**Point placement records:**
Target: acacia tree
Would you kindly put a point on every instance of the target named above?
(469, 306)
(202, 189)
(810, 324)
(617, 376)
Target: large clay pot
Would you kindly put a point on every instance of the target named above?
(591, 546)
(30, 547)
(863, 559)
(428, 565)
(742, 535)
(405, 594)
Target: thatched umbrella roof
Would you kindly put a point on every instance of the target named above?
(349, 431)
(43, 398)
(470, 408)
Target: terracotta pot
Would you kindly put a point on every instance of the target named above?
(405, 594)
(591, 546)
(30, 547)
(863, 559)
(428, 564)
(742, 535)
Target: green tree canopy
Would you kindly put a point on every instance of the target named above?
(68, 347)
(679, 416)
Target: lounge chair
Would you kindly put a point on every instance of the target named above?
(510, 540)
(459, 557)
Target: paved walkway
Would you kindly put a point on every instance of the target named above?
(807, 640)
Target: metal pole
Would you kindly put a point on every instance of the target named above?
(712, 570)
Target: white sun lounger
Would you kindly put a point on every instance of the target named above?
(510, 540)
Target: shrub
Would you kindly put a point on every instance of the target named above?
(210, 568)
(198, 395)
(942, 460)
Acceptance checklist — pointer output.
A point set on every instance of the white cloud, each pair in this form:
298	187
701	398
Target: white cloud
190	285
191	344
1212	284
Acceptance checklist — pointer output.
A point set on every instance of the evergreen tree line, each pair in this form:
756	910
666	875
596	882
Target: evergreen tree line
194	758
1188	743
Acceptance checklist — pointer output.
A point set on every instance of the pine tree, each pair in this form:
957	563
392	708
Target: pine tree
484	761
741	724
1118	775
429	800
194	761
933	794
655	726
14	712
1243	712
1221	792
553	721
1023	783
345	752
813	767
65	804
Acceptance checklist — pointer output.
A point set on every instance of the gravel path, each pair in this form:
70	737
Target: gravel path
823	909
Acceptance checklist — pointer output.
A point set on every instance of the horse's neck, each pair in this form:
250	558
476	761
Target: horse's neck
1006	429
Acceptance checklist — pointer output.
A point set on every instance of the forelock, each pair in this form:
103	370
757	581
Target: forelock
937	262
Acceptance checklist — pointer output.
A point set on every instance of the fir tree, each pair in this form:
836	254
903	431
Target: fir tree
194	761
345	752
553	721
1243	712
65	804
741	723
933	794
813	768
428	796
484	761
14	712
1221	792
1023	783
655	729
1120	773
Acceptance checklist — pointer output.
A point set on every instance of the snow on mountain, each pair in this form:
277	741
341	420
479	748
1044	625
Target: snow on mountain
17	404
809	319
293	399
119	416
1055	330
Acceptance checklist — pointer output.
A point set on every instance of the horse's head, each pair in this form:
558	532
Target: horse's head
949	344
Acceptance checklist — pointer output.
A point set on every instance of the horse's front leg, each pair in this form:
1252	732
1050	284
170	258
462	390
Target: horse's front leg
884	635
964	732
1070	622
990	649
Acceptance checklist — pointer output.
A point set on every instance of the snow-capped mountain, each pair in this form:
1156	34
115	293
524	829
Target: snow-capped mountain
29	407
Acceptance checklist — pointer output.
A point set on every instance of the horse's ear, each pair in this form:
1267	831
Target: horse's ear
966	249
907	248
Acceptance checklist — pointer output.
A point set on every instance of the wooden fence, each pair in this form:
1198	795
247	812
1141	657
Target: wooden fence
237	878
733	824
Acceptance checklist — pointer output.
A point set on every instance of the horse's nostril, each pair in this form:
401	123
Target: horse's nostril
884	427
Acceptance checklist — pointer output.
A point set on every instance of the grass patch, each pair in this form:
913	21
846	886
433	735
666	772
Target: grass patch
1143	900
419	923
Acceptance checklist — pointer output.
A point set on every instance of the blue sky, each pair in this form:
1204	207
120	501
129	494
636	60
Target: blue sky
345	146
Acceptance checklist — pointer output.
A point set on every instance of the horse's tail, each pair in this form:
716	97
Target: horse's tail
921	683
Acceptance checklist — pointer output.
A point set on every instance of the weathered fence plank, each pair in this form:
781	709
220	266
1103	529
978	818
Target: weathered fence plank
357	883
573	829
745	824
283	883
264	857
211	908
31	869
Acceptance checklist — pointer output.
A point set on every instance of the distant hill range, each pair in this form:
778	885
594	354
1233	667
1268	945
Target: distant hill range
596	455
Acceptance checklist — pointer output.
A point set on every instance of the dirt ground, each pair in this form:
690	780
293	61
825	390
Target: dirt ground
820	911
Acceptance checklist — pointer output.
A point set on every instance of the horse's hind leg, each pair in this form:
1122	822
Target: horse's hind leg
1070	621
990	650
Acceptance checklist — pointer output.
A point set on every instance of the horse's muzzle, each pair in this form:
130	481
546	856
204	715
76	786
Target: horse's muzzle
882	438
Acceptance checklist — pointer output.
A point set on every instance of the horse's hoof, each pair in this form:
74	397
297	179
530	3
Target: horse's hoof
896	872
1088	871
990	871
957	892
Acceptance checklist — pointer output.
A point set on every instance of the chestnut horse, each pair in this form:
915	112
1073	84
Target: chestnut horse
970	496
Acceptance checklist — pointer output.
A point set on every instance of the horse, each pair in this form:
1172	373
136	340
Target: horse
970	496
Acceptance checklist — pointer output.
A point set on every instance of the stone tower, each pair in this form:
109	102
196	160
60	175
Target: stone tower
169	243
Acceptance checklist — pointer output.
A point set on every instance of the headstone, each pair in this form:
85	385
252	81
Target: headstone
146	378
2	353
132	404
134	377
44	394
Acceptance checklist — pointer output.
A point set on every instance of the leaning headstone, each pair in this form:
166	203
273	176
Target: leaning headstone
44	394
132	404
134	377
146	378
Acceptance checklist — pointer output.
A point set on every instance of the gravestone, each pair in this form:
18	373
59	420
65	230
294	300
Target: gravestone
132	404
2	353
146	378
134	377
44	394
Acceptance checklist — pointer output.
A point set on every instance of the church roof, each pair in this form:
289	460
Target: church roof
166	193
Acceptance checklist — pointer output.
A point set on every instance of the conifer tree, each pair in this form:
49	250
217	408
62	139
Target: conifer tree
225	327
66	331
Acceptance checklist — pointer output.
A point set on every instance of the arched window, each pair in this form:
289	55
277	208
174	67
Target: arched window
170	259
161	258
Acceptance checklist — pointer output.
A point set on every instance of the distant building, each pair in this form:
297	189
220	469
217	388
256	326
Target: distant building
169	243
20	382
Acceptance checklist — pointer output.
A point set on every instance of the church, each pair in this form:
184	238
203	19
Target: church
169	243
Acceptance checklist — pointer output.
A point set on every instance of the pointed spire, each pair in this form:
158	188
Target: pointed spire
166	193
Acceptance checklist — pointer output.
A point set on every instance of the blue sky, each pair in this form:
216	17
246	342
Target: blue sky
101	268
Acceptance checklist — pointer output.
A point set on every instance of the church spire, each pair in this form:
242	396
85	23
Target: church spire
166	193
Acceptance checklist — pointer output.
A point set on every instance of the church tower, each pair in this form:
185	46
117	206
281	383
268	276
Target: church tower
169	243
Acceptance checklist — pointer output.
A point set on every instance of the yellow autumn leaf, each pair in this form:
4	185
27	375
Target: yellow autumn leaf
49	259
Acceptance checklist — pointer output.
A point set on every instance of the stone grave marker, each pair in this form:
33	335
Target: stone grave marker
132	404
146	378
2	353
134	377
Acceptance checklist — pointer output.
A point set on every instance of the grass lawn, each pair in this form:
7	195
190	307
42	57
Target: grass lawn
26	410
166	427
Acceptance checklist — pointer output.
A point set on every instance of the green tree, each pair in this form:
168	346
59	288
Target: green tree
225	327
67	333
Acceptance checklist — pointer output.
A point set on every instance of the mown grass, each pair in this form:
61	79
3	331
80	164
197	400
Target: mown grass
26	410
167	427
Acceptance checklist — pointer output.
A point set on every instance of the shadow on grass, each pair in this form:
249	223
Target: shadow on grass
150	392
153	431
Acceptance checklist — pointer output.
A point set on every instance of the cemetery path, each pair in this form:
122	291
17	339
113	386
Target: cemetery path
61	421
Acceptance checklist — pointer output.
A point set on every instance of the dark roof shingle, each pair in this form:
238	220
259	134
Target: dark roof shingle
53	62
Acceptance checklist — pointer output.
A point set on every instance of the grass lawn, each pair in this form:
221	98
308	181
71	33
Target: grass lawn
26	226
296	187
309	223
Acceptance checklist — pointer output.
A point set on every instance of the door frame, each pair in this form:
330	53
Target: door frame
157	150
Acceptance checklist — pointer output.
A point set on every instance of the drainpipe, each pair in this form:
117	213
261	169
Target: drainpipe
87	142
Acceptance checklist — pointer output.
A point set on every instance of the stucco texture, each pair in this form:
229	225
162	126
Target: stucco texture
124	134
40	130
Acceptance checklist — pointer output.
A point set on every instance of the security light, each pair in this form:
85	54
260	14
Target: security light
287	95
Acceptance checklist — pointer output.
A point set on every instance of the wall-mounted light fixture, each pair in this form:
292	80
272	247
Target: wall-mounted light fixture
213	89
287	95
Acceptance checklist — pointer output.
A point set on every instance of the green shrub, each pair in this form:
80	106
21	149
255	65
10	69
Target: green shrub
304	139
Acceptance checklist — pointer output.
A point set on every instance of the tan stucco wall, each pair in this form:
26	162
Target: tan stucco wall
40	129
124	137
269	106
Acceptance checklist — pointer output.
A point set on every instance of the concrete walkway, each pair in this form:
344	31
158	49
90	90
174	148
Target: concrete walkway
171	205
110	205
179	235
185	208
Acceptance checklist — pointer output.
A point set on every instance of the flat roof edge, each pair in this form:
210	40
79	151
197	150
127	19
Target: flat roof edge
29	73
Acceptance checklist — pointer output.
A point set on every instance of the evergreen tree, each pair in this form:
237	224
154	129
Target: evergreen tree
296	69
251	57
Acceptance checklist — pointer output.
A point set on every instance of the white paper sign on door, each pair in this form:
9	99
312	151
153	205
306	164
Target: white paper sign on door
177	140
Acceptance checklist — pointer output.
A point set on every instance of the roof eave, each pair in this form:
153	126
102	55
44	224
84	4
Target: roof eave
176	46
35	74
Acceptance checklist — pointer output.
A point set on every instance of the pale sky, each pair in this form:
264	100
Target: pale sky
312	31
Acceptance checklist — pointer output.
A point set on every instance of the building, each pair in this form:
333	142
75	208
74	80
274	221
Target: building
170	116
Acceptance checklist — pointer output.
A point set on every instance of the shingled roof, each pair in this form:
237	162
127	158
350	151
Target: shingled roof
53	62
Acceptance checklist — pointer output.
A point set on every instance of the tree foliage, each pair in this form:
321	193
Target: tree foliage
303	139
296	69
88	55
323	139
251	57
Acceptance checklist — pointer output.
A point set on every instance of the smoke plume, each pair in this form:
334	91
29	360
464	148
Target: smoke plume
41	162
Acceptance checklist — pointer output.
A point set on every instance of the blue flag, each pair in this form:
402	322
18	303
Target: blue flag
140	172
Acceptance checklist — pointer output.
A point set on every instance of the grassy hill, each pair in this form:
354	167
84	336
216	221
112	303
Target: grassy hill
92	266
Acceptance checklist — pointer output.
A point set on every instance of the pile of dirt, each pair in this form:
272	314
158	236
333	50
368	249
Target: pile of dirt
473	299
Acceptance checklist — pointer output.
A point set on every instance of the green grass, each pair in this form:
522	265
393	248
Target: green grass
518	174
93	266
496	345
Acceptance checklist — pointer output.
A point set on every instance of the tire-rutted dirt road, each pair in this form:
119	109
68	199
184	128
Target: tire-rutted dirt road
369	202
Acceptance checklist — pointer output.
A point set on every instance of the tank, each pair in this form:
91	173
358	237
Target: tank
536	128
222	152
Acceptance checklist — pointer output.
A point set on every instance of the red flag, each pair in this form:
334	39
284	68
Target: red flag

**Written problem:** Find each line above that contains the string "cloud" and copy all of those lines.

**Full output:**
A point set on every instance of the white cloud, each pair in this form:
Target: white cloud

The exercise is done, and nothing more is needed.